Stated problem
Render the listing as a Markdown table with the columns No. and Entry, from its first line through the line containing "<point>69,95</point>", both included. Put each line's running number under No. and the line itself under Entry, and leave out blank lines.

Source records
==================================================

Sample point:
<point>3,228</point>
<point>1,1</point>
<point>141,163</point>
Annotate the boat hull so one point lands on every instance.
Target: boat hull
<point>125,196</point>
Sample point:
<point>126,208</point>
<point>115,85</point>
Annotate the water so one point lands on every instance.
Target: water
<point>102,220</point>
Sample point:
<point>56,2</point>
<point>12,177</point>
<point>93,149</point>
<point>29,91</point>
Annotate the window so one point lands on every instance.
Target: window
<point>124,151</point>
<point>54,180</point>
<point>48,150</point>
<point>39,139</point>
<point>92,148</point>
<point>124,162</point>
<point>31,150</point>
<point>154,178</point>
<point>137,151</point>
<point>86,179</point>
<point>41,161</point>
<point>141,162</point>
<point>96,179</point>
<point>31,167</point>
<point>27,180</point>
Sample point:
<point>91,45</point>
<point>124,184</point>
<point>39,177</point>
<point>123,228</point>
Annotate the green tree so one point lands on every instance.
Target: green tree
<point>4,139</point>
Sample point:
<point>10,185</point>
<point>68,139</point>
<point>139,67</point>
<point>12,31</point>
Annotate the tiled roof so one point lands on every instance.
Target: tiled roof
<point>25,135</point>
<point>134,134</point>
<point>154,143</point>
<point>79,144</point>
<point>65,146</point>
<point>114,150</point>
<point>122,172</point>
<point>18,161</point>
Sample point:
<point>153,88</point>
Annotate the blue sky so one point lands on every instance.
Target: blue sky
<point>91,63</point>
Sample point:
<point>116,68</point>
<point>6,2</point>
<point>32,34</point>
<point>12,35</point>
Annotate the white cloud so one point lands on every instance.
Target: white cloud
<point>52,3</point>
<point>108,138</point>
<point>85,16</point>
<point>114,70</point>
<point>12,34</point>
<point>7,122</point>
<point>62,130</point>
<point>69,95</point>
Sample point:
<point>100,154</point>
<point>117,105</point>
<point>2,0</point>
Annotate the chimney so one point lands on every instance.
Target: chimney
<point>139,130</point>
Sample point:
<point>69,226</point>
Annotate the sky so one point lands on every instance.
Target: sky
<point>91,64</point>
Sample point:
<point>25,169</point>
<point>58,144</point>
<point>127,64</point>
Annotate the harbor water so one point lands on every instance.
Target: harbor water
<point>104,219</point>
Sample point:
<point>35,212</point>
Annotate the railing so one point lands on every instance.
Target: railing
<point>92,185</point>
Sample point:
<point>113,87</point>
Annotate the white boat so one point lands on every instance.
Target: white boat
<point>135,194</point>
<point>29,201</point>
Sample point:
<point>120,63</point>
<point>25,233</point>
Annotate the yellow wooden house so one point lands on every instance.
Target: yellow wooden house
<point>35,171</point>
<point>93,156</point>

==================================================

Written reply
| No. | Entry |
|---|---|
| 1 | Sample point: |
| 2 | <point>3,228</point> |
| 3 | <point>1,1</point> |
| 4 | <point>141,163</point> |
| 5 | Annotate the boat hull so one point lands on every instance. |
| 6 | Target: boat hull |
| 7 | <point>125,196</point> |
| 8 | Sample point: |
| 9 | <point>126,208</point> |
| 10 | <point>115,85</point> |
| 11 | Annotate the water so one point lands on every instance. |
| 12 | Target: water |
| 13 | <point>102,220</point> |
| 14 | Sample point: |
| 15 | <point>56,2</point> |
| 16 | <point>12,177</point> |
| 17 | <point>93,149</point> |
| 18 | <point>29,91</point> |
| 19 | Annotate the window so one point lands on every instance. |
| 20 | Target: window |
| 21 | <point>124,151</point> |
| 22 | <point>54,180</point> |
| 23 | <point>48,150</point> |
| 24 | <point>39,139</point> |
| 25 | <point>92,148</point> |
| 26 | <point>124,162</point> |
| 27 | <point>31,150</point> |
| 28 | <point>154,178</point> |
| 29 | <point>137,151</point> |
| 30 | <point>86,179</point> |
| 31 | <point>41,161</point> |
| 32 | <point>141,162</point> |
| 33 | <point>96,179</point> |
| 34 | <point>31,167</point> |
| 35 | <point>27,180</point> |
| 36 | Sample point: |
| 37 | <point>91,45</point> |
| 38 | <point>124,184</point> |
| 39 | <point>39,177</point> |
| 40 | <point>123,228</point> |
| 41 | Annotate the green tree so one point lands on every instance. |
| 42 | Target: green tree |
| 43 | <point>4,139</point> |
| 44 | Sample point: |
| 45 | <point>10,185</point> |
| 46 | <point>68,139</point> |
| 47 | <point>139,67</point> |
| 48 | <point>12,31</point> |
| 49 | Annotate the tiled roof so one point lands on every instance. |
| 50 | Target: tiled roof |
| 51 | <point>25,135</point> |
| 52 | <point>134,134</point> |
| 53 | <point>154,143</point> |
| 54 | <point>79,144</point> |
| 55 | <point>65,146</point> |
| 56 | <point>114,150</point> |
| 57 | <point>122,172</point> |
| 58 | <point>18,161</point> |
| 59 | Sample point: |
| 60 | <point>153,88</point> |
| 61 | Annotate the blue sky so one point lands on every instance. |
| 62 | Target: blue sky |
| 63 | <point>91,63</point> |
| 64 | Sample point: |
| 65 | <point>116,68</point> |
| 66 | <point>6,2</point> |
| 67 | <point>32,34</point> |
| 68 | <point>12,35</point> |
| 69 | Annotate the white cloud so one point lands on every instance. |
| 70 | Target: white cloud |
| 71 | <point>52,3</point> |
| 72 | <point>108,138</point> |
| 73 | <point>85,16</point> |
| 74 | <point>114,70</point> |
| 75 | <point>12,34</point> |
| 76 | <point>7,122</point> |
| 77 | <point>62,130</point> |
| 78 | <point>69,95</point> |